▶ [To do]: Please copy out every line of the listing below in which the word "floor" appears.

▶ [Provided data]:
========================
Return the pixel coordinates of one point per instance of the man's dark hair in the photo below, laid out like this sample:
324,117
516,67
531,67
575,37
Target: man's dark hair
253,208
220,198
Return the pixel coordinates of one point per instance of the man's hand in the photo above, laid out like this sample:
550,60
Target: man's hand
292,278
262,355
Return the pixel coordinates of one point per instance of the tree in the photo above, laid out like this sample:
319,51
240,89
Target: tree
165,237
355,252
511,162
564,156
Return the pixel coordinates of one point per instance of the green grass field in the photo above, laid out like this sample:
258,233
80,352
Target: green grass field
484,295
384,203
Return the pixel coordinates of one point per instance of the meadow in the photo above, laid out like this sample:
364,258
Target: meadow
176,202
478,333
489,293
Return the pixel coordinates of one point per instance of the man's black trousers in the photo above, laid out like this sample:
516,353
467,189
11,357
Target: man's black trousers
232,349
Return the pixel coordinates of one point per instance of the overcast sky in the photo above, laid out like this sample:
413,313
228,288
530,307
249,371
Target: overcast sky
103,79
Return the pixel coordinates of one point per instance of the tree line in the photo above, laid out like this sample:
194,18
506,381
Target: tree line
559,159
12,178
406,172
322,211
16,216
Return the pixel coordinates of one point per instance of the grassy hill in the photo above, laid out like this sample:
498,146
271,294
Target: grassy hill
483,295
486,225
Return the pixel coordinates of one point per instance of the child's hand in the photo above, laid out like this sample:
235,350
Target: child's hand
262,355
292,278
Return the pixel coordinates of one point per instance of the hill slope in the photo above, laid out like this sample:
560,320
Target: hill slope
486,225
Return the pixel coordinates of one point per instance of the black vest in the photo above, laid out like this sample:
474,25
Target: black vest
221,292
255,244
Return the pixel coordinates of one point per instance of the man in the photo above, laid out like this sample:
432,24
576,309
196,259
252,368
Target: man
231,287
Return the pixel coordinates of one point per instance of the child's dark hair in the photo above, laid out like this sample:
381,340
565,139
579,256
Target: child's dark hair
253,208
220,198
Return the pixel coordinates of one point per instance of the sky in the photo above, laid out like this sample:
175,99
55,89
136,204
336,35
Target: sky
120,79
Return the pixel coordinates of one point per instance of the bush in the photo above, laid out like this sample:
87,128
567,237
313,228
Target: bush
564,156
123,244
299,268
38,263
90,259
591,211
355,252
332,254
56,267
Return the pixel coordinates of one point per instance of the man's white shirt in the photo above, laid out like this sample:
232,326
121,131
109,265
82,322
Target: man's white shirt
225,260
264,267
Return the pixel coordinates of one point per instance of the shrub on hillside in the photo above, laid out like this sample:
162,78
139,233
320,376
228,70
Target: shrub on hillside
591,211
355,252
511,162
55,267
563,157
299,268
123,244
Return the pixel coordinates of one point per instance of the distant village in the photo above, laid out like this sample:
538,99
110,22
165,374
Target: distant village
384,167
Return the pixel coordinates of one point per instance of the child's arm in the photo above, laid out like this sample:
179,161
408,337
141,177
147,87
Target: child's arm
========================
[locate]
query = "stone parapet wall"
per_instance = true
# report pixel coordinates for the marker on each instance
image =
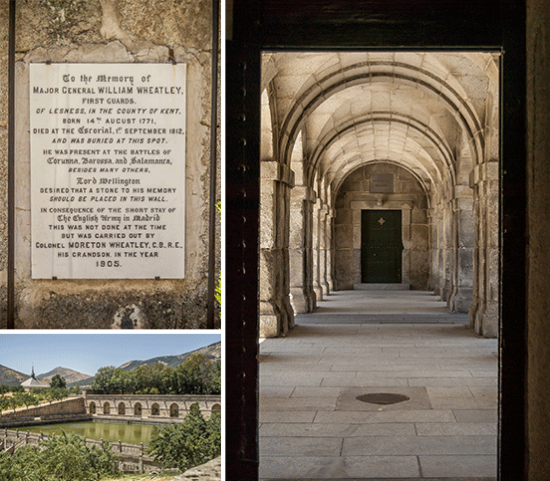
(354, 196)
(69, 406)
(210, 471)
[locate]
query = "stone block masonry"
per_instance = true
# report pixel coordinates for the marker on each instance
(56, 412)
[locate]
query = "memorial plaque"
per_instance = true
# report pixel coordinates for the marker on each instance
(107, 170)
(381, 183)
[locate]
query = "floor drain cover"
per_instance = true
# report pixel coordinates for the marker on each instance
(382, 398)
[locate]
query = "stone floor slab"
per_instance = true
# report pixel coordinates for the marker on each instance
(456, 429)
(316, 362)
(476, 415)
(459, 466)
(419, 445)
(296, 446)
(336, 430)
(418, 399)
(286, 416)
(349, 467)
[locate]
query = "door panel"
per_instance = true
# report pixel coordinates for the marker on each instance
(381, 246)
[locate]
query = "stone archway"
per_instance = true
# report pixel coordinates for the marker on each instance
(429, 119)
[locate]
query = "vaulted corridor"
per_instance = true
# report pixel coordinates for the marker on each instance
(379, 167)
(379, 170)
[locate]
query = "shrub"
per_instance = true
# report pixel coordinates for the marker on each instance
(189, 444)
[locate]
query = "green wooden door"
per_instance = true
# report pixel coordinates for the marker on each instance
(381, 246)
========================
▶ [Output of the exercise]:
query = "floor drain cover"
query = "stone floor slab"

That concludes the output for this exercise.